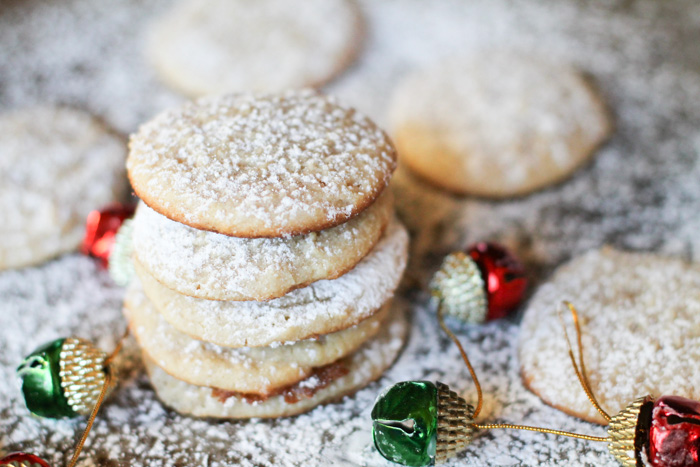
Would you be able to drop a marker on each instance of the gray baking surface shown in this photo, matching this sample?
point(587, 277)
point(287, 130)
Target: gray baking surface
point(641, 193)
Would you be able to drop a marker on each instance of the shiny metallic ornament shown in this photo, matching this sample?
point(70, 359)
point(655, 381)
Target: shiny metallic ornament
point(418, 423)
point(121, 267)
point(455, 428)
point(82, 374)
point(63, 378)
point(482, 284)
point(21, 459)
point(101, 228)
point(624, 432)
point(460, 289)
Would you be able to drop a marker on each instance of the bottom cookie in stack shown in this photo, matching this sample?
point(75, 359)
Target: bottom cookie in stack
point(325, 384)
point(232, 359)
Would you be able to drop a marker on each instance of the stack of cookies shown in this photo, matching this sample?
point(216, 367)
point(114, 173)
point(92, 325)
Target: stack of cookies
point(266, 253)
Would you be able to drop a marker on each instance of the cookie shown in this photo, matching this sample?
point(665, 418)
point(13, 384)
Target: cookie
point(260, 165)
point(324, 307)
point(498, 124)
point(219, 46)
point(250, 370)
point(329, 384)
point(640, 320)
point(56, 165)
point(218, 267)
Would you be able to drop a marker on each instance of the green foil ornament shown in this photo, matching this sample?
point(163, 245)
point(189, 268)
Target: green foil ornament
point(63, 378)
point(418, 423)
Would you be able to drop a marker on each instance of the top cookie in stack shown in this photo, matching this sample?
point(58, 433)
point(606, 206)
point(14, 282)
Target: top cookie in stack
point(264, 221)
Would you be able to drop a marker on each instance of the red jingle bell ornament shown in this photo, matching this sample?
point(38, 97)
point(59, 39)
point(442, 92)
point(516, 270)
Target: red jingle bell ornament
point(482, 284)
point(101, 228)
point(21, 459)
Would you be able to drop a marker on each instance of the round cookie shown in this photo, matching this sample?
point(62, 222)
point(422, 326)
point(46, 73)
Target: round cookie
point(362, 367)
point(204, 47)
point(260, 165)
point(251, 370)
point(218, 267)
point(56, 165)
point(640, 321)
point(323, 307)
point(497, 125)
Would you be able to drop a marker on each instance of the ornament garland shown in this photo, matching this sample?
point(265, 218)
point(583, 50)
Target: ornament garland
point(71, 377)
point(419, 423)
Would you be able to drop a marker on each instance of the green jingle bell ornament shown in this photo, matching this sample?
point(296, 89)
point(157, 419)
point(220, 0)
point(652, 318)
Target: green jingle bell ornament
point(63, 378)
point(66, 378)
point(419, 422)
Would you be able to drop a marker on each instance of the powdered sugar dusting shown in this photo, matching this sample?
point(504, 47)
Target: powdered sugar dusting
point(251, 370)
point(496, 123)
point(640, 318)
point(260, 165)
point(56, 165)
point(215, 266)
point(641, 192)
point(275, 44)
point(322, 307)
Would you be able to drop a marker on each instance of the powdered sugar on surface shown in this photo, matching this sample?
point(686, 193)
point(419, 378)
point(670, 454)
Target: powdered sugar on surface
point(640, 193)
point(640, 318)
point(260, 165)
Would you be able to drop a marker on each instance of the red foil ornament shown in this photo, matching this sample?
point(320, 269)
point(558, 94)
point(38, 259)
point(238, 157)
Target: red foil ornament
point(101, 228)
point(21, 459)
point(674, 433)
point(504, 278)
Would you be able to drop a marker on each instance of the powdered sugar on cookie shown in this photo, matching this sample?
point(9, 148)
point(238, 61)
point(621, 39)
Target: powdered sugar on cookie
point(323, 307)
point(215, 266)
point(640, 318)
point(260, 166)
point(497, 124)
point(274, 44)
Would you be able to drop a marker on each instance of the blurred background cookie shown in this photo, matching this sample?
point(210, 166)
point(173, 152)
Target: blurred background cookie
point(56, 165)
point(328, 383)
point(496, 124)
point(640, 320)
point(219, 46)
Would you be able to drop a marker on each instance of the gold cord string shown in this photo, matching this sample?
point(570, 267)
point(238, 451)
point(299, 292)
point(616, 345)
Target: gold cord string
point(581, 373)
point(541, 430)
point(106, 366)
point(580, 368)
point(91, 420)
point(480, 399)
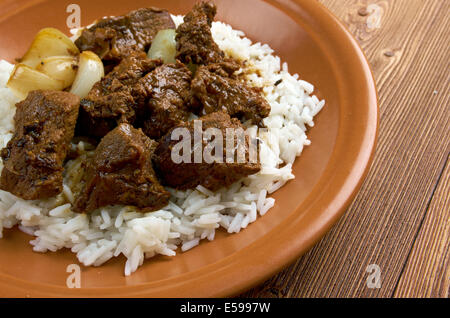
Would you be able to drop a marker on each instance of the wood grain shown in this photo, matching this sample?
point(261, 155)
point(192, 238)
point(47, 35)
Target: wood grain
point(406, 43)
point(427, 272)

• [Job]: Rewrite only the records that begin with the line containing "of the shiny" and run through the line containing "point(266, 253)", including both of those lines and the requests. In each answer point, multiply both coordinates by 0.7 and round to the nearest whole number, with halves rounded up; leave every number within the requests unchanged.

• [Answer below]:
Would you be able to drop a marker on each instance of the shiny metallic ornament shown in this photo, matching this sample?
point(70, 359)
point(655, 381)
Target: shiny metallic ornament
point(293, 296)
point(85, 187)
point(319, 300)
point(57, 262)
point(44, 265)
point(337, 199)
point(15, 321)
point(71, 160)
point(437, 302)
point(322, 202)
Would you be able to drop a marker on each instance of the bottom cookie in stack shown in this photo, matching this sample?
point(75, 359)
Target: bottom cookie in stack
point(228, 269)
point(162, 251)
Would you be able to drop a marker on each instance of the stack of cookies shown in this photo, matching this sample?
point(216, 367)
point(114, 173)
point(92, 325)
Target: stack of cookies
point(186, 177)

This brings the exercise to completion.